Rewrite all of the entries below, replacing every occurrence of "photograph" with "image" and leaving everything else unchanged. Omit the pictures from your answer.

--------------------

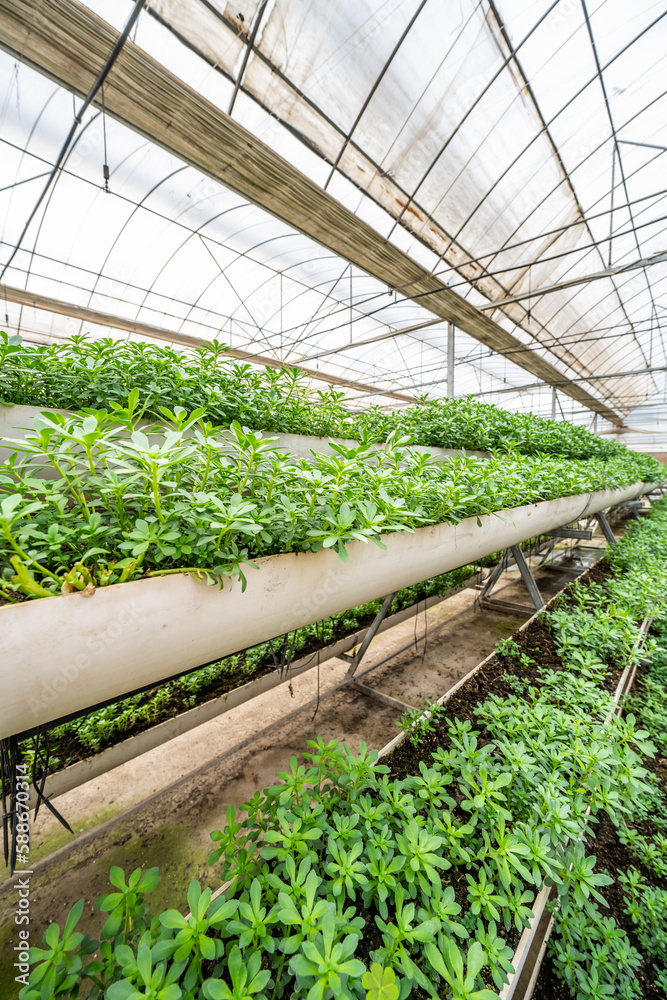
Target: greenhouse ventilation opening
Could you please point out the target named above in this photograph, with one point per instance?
(312, 314)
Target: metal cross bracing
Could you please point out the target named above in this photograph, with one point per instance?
(554, 343)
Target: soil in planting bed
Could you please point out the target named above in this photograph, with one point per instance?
(537, 642)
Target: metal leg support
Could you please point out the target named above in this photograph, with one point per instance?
(527, 577)
(606, 528)
(354, 661)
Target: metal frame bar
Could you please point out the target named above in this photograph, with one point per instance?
(354, 661)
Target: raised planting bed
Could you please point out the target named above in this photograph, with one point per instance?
(64, 654)
(123, 731)
(352, 878)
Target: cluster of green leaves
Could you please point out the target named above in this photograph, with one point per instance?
(106, 726)
(91, 500)
(97, 373)
(591, 952)
(344, 882)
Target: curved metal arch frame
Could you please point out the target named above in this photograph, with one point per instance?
(274, 69)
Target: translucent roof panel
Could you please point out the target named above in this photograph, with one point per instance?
(509, 147)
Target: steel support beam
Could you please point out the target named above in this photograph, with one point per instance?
(606, 528)
(385, 699)
(450, 360)
(527, 576)
(69, 43)
(354, 661)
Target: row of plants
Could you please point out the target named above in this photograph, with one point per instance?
(92, 500)
(357, 879)
(587, 944)
(96, 373)
(83, 737)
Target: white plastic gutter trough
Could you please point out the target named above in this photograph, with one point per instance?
(132, 747)
(17, 420)
(61, 655)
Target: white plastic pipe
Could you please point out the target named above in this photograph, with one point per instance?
(61, 655)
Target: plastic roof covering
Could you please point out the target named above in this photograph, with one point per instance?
(484, 152)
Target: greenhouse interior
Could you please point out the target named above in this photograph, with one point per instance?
(333, 499)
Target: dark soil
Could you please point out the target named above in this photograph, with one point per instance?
(536, 641)
(70, 749)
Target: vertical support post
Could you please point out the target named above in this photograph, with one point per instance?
(606, 528)
(450, 360)
(370, 635)
(527, 577)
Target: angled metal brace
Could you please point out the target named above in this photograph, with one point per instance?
(606, 528)
(493, 578)
(527, 576)
(354, 661)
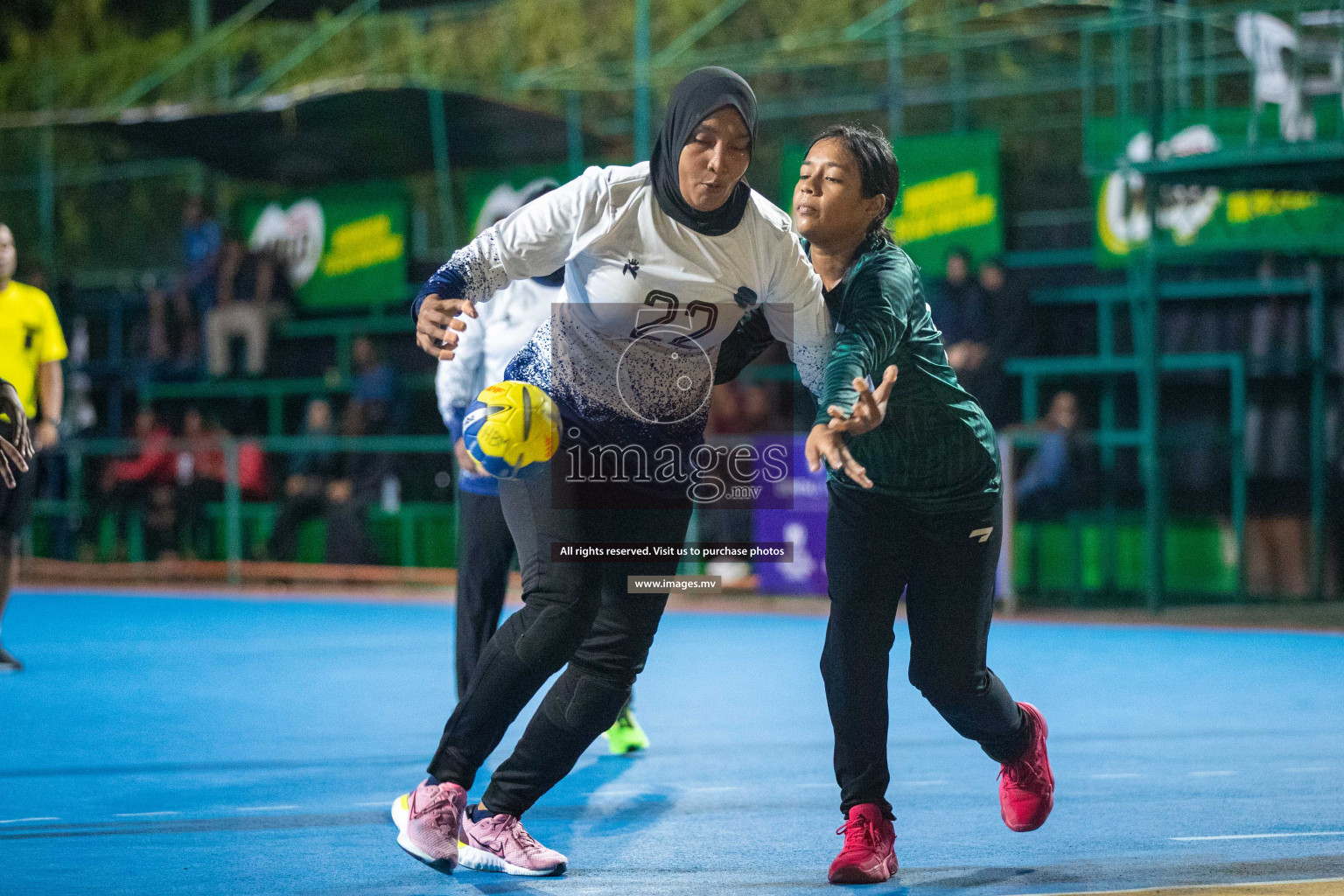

--------------------

* **Answer to this exercise**
Target: greenhouse ventilation opening
Could you please point out the target named above in this image, with one point per instance?
(312, 314)
Target: metal cross bracing
Could you please point out the target named above in this image, with one point per instance?
(554, 343)
Target: soil in planting bed
Could you please point out the target named above in this image, with one point per instance?
(537, 642)
Target: metal leg support
Could you please point out the target named above in this image, with one point per instance?
(527, 577)
(606, 528)
(354, 661)
Target: metal frame bar
Could you please point out the target named above in this image, with one point per instance?
(354, 661)
Target: raised planting bed
Could you please point out the target named above in this image, with one point per instance?
(64, 654)
(123, 731)
(352, 878)
Target: cluster of green leaves
Could you please point out the target named above in this image, with one point per instance?
(106, 726)
(91, 500)
(97, 373)
(591, 952)
(344, 882)
Target: curved metal arch frame
Could you please point out the target named above in this image, with one point per instance?
(274, 69)
Target: translucent roof panel
Could you please point out the target named above in this image, with one point per instance?
(509, 147)
Target: steel support beam
Could you please point out the target named above in this image, with one point per instance?
(606, 528)
(385, 699)
(450, 360)
(527, 576)
(69, 43)
(354, 661)
Target: row of plants
Could you please point out the target named above in this image, with one point per instance?
(92, 500)
(357, 879)
(587, 944)
(96, 373)
(83, 737)
Target: white plastic gutter trough
Could you please point out the target named above in this image, with one point per instance?
(132, 747)
(17, 420)
(61, 655)
Target: white plastic pipe
Could you please point out the target named above in this image, with one point per instance?
(61, 655)
Target: plastic roof covering
Could you please point out the target named above in this image, with one point per instance?
(484, 152)
Target: greenhouse interior
Could you please point out the target named above in this image, with one point per instance?
(333, 499)
Target: dark soil
Could you please point out the target named above in this image, with one point per instance?
(536, 641)
(70, 749)
Target: vertical support post
Could you please point out the target named above in this image, with one point per instance?
(606, 528)
(450, 360)
(370, 635)
(527, 577)
Target: angled metal brace
Could you please point out the target named above in this image, with one point per instance?
(606, 528)
(493, 578)
(527, 576)
(354, 661)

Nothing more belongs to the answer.